(Saved entries)
▼

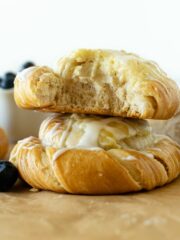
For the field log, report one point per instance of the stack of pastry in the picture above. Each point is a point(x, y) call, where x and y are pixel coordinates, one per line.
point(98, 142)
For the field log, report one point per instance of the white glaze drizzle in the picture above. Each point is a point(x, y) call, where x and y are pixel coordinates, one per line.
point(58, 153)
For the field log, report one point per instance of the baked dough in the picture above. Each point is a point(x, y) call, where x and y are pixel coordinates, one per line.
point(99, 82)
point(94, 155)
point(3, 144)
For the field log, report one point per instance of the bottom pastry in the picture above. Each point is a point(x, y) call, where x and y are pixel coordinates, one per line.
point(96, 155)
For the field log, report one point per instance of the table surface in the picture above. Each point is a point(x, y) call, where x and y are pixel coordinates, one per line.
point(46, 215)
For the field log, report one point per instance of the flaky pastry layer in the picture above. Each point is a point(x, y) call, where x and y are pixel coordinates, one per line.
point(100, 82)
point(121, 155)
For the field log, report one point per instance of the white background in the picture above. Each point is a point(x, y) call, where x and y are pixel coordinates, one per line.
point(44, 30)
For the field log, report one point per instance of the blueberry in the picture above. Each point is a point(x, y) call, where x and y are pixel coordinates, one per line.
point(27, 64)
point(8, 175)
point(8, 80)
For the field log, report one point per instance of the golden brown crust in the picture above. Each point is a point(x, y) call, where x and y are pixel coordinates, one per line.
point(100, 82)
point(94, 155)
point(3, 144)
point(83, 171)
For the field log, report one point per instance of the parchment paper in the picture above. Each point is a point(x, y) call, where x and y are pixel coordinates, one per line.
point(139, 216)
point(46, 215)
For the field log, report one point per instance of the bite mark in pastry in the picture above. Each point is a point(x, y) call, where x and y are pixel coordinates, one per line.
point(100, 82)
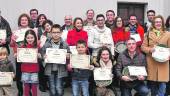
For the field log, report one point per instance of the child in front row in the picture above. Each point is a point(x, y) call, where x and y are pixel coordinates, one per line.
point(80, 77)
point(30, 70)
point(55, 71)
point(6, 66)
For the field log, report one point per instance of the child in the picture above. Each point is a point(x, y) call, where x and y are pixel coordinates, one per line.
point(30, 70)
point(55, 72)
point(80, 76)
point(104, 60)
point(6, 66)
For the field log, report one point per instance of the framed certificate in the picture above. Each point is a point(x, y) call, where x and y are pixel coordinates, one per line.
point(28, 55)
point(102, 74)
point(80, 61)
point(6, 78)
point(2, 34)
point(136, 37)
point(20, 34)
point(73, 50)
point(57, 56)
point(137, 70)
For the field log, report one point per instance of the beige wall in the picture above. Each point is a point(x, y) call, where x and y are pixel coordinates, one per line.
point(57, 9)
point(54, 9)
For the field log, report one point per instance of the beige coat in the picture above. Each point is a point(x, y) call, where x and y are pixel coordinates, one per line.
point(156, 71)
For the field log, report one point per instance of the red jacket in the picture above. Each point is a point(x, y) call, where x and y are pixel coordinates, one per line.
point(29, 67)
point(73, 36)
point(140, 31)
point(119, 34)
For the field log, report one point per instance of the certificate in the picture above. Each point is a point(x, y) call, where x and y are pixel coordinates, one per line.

▲
▼

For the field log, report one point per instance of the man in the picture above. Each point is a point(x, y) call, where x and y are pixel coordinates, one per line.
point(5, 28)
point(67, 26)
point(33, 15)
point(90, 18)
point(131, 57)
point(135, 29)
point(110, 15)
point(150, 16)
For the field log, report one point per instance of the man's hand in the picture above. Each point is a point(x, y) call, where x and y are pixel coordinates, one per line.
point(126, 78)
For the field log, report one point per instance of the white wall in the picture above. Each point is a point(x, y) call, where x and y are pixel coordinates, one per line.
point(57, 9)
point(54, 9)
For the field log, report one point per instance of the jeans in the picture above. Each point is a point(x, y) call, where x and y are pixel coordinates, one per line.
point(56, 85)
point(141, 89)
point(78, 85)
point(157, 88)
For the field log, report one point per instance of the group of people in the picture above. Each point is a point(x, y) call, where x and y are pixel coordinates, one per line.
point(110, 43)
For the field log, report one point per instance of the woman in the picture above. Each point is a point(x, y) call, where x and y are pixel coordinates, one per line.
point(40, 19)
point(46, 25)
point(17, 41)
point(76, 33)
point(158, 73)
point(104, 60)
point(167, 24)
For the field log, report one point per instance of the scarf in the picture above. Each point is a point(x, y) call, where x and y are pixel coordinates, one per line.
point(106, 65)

▲

What is being asked:
Return, with no change at all, every line in the entries above from the line containing "of the framed" through the line containing "of the certificate".

Your response:
For the field log, report one point per instance of the framed certificate in the picture above. Each point is a point(x, y) call, where x and y are pixel coordinates, one per line.
point(28, 55)
point(102, 74)
point(80, 61)
point(6, 78)
point(2, 34)
point(136, 37)
point(20, 34)
point(73, 50)
point(57, 56)
point(137, 70)
For the field log, report one point per instance of the beige wall in the picture above. Each point is a point(x, y) call, where x and y are pixel coordinates, one per line.
point(57, 9)
point(54, 9)
For the field log, report one point per instance of the beige coat in the picture above. Each point is a point(x, y) call, where x and y are pixel coordinates, one per line.
point(156, 71)
For the field log, report one point per instance of the red jacket in the picture above. Each point is a point(x, y) call, where x and y are pixel coordinates, one per line.
point(29, 67)
point(73, 36)
point(140, 31)
point(119, 34)
For the field log, report one point per instance of the certificate in the picture above. Each point is a point(x, y) call, where x and y are pixel coordinates, one per line.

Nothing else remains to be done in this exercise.